**Job:**
Pull out each line in the entries below that contains the string "shorts". Uppercase and lowercase must match.

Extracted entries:
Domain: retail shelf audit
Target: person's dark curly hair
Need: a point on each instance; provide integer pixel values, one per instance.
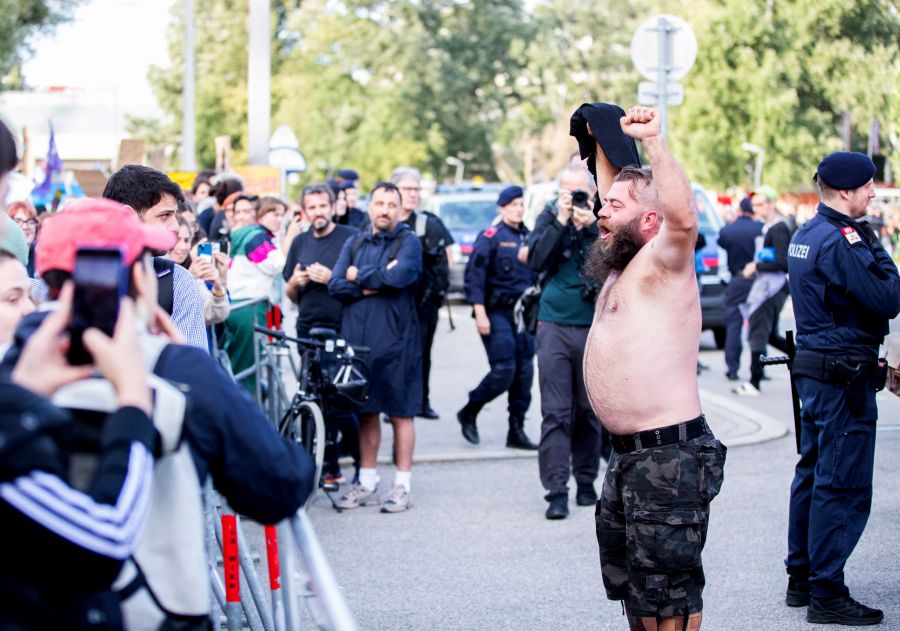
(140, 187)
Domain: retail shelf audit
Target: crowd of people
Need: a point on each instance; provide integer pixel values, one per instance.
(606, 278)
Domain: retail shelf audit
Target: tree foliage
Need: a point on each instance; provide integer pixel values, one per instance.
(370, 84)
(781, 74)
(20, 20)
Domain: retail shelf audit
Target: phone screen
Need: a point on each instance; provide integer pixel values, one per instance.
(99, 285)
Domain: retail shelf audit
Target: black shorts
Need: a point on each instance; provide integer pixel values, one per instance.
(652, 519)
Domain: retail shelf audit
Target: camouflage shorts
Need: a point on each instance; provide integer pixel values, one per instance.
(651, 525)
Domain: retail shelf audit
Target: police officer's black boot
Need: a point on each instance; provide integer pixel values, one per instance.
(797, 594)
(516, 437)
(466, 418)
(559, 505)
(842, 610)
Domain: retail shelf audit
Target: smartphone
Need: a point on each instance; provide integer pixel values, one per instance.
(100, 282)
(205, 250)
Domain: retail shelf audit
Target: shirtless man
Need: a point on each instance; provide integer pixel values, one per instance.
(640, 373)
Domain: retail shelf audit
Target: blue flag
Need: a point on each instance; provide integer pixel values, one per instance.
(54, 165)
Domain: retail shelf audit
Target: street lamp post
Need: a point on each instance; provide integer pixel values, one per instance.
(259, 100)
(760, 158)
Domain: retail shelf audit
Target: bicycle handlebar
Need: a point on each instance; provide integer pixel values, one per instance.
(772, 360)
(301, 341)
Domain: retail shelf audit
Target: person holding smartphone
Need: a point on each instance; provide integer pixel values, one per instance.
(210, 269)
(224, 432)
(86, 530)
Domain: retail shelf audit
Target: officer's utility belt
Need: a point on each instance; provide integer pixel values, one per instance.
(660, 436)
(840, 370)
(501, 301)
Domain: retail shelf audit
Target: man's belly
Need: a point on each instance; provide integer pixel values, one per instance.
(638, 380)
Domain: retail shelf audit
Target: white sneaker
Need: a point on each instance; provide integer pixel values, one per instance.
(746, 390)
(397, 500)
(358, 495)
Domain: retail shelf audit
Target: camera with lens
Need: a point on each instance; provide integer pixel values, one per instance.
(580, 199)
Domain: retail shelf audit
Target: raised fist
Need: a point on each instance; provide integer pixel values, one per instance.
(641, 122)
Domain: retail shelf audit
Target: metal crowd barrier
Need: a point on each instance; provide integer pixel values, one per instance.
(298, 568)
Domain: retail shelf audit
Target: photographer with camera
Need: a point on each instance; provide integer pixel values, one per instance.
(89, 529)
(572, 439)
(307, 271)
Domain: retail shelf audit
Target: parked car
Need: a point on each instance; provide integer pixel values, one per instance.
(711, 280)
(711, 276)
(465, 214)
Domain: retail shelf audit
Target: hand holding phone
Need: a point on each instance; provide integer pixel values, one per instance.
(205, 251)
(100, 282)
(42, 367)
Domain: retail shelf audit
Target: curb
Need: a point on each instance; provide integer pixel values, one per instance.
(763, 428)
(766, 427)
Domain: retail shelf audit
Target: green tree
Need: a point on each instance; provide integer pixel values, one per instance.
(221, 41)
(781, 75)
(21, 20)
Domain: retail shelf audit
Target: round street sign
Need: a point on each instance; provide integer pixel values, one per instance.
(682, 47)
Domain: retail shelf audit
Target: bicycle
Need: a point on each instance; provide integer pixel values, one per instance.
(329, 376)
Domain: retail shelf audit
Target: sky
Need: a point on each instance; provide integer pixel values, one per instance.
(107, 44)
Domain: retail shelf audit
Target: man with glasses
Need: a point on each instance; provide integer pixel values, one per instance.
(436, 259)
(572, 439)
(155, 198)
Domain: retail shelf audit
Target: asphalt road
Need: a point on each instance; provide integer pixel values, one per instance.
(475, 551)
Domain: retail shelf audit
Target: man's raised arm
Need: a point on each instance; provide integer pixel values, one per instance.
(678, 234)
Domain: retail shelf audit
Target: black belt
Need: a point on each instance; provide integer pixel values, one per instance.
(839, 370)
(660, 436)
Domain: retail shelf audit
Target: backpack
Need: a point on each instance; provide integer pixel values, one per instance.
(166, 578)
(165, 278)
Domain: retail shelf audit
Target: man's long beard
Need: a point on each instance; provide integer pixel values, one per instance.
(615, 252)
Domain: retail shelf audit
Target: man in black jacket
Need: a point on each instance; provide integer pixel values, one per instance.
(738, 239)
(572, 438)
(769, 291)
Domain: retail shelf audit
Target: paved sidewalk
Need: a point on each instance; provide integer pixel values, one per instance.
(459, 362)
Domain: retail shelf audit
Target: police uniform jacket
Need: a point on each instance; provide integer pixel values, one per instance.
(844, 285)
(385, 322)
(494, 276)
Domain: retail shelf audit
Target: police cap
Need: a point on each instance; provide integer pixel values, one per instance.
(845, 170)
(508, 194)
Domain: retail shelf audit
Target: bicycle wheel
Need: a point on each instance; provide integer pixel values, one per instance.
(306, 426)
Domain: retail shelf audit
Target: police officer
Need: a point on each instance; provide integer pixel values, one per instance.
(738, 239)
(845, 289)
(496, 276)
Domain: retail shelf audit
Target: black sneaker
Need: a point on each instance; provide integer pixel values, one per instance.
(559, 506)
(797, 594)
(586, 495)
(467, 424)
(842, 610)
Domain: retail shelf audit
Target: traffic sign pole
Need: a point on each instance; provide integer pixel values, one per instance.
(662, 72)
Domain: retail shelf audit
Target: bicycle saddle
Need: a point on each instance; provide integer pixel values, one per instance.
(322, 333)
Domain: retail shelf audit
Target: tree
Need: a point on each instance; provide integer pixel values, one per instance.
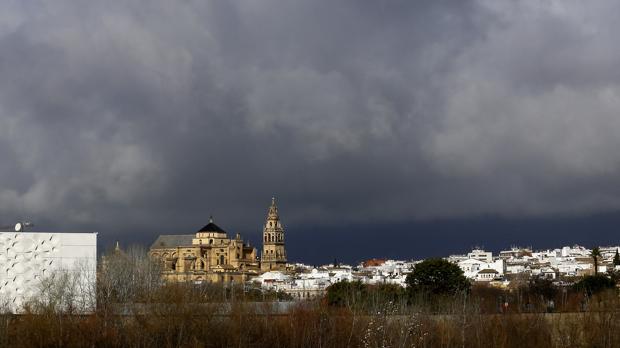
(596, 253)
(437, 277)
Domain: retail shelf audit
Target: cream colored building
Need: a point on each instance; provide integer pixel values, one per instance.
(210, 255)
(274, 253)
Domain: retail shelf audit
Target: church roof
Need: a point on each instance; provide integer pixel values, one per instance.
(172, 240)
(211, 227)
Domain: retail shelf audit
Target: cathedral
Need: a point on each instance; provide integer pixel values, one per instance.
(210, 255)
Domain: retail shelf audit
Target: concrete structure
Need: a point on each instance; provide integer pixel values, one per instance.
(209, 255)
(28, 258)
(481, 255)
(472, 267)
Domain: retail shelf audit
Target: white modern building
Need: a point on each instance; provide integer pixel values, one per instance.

* * *

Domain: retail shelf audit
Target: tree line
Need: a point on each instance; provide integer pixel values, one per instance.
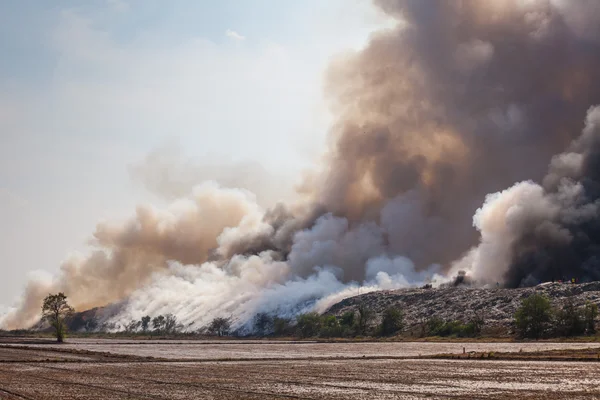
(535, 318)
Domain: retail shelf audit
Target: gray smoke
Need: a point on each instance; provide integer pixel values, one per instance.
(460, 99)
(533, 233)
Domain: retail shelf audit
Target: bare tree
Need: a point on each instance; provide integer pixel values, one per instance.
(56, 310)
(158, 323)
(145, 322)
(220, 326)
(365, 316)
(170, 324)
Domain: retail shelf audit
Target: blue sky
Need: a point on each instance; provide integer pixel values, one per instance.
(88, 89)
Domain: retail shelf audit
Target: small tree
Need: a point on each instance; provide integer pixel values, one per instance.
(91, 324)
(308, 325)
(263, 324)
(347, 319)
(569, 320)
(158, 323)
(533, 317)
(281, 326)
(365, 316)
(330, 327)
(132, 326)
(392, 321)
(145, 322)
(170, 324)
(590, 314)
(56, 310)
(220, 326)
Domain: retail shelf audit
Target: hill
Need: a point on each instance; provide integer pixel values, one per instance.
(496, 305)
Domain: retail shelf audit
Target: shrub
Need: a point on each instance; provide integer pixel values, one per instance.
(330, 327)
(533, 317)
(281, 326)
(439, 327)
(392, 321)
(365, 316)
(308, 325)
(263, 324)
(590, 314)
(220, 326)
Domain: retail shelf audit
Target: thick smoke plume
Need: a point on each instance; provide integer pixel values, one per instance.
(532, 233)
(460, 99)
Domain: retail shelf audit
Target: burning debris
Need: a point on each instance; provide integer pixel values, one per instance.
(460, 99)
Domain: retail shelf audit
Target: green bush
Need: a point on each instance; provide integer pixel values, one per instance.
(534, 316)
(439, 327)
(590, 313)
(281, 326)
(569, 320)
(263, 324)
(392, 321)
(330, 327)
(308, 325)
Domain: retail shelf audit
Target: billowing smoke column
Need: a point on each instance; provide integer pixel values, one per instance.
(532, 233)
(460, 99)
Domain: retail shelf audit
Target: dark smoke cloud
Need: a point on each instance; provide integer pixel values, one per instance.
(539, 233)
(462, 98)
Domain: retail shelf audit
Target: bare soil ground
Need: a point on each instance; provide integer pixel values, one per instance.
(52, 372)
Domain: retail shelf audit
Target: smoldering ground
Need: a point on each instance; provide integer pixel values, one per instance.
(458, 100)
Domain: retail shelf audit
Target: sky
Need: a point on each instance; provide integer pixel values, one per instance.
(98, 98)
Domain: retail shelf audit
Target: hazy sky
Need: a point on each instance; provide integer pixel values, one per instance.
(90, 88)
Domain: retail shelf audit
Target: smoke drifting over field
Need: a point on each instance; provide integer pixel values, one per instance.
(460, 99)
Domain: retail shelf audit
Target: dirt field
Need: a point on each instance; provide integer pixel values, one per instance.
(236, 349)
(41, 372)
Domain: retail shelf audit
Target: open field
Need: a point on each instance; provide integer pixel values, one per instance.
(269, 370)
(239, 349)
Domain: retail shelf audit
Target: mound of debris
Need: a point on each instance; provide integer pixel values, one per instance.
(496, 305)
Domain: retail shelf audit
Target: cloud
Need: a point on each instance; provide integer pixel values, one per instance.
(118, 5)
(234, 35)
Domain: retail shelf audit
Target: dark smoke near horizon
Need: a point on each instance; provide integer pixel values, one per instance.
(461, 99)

* * *

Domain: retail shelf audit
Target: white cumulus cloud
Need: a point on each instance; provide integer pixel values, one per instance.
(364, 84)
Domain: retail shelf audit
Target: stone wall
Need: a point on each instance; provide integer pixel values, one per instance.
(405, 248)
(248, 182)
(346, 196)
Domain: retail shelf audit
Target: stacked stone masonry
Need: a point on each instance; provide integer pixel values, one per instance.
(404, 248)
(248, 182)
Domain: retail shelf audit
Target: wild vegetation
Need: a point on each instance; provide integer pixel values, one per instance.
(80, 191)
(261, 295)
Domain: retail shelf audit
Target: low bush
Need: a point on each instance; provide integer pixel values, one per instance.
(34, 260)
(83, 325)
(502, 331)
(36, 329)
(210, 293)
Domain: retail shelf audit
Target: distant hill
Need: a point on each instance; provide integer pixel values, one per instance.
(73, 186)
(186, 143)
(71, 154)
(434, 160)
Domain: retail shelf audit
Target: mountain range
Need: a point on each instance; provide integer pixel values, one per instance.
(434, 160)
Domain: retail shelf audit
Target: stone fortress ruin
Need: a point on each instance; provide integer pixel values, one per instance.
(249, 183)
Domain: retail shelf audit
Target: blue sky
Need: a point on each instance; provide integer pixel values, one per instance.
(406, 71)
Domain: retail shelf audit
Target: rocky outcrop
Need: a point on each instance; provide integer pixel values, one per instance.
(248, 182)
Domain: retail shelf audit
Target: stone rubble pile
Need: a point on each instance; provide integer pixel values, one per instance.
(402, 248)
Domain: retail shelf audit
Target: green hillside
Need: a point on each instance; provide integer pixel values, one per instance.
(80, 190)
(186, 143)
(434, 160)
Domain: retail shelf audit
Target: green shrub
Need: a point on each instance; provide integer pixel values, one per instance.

**Task answer:**
Target: black shorts
Target: camouflage shorts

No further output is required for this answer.